* [EXERCISE 1]: Scale the records from their first line down through the line containing "[376,0,612,408]", rewriting every line, requests included. Multiply each bounding box coordinate in the answers by 2.2 and round to whole numbers, halves up.

Frameworks and Binding
Dynamic binding of Mach-O libraries brings a considerable power and flexibility to OS X. Through dynamic binding, frameworks can be updated transparently without requiring applications to relink to them. At runtime, a single copy of the library’s code is shared among all the processes using it, thus reducing memory usage and improving system performance.
Dynamic Shared Libraries
The executable code in a framework bundle is a dynamically linked, shared library—or, simply, a dynamic shared library. This is a library whose code can be shared by multiple concurrently running programs.
Dynamic shared libraries bring several benefits. One benefit is that they enable memory to be used more efficiently. Instead of programs retaining a copy of the code in memory, all programs share the same copy. Dynamic shared libraries also make it easier for developers to fix bugs in library code. Because the library is linked dynamically, the new library can be installed without rebuilding programs that rely on it.

Extracted records
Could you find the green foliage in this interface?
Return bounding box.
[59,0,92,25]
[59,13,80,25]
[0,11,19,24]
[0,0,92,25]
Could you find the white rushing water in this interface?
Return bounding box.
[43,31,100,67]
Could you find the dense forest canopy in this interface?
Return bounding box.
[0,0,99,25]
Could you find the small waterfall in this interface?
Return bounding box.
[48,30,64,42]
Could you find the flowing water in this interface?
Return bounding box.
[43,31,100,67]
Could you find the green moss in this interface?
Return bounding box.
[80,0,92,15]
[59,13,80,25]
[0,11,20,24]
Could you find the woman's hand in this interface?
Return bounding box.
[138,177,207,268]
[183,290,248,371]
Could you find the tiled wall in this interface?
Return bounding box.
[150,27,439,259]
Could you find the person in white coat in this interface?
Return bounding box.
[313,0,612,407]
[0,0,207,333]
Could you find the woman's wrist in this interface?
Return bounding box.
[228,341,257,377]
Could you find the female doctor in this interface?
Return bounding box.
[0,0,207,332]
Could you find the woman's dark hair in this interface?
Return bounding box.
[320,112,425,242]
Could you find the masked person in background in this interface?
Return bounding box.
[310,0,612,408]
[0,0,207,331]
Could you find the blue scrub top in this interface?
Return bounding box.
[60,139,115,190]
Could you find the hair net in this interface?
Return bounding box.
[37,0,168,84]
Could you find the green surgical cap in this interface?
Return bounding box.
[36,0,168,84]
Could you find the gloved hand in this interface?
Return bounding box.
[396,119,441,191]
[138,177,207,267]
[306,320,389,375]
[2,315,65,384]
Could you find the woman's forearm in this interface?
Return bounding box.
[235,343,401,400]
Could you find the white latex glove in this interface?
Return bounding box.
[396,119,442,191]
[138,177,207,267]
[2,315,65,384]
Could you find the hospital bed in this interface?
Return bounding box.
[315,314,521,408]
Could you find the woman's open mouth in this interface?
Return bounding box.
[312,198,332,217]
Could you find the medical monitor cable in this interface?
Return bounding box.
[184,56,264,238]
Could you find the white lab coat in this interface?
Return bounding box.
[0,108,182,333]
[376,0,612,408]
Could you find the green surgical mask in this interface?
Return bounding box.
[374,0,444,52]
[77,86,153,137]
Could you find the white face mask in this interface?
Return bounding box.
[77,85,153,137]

* [EXERCISE 2]: Return everything in the passage on frameworks and binding from "Frameworks and Binding" down to "improving system performance.", copied word for word.

* [TASK RESULT 1]:
Could you find the green foliage in this interface?
Return bounding box.
[130,0,202,55]
[130,29,176,55]
[0,24,42,53]
[0,0,202,55]
Could you find the white rushing water in this interface?
Return bounding box.
[95,68,220,147]
Could you find the dense forest canopy in this interface?
Return bounding box.
[0,0,218,55]
Could you find the small waterfall in this interface?
Return bounding box.
[106,66,141,92]
Could you find the flowing water in this interface?
Return bounding box.
[95,68,220,147]
Could you find the green moss in this interface?
Return bounding box.
[176,0,202,33]
[130,29,176,55]
[0,24,44,53]
Could you find the woman's hand in this interface?
Return bounding box.
[304,389,455,590]
[403,638,546,816]
Could you find the tiled wall in this interface?
Return bounding box.
[330,59,966,570]
Could you find the person in white coat in this interface?
Return bounding box.
[689,0,1346,895]
[0,0,455,733]
Could you find the woman's wrist in this interface?
Return bounding box.
[502,750,565,829]
Could you find the female doctor in this interface?
Return bounding box.
[0,0,455,730]
Could you find the woman's dark hair in this interface?
Return bounding box.
[704,246,935,532]
Could you find the masked person in background in this interface?
Return bounding box.
[682,0,1346,898]
[0,0,455,728]
Could you find the blue scrub top in this interface?
Return bounding box.
[132,306,253,418]
Could you find the hair net in this interface?
Return bounding box.
[81,0,370,185]
Could you find the green surgical cap in this interface?
Return bounding box.
[79,0,370,185]
Could you find the gloved hand in this interface?
Return bounding box.
[871,262,970,420]
[304,389,455,587]
[673,704,856,825]
[4,693,143,845]
Could you find the woman's forearm in this interface?
Return bounding box.
[517,755,882,880]
Could you find the white latex glove in this interface?
Return bounding box.
[871,262,972,420]
[304,389,455,587]
[4,693,143,845]
Could you find the hospital bed in this interface?
Return bounding box.
[693,691,1146,898]
Could you find the woman's open mouth in this interface?
Return bounding box.
[686,436,730,477]
Could you find the medical monitor cable in this interface?
Return bounding box.
[405,123,581,524]
Could you find the white lab coat in this interface?
Return bounding box.
[0,238,400,733]
[827,0,1346,898]

* [TASK RESULT 2]:
Frameworks and Binding
Dynamic binding of Mach-O libraries brings a considerable power and flexibility to OS X. Through dynamic binding, frameworks can be updated transparently without requiring applications to relink to them. At runtime, a single copy of the library’s code is shared among all the processes using it, thus reducing memory usage and improving system performance.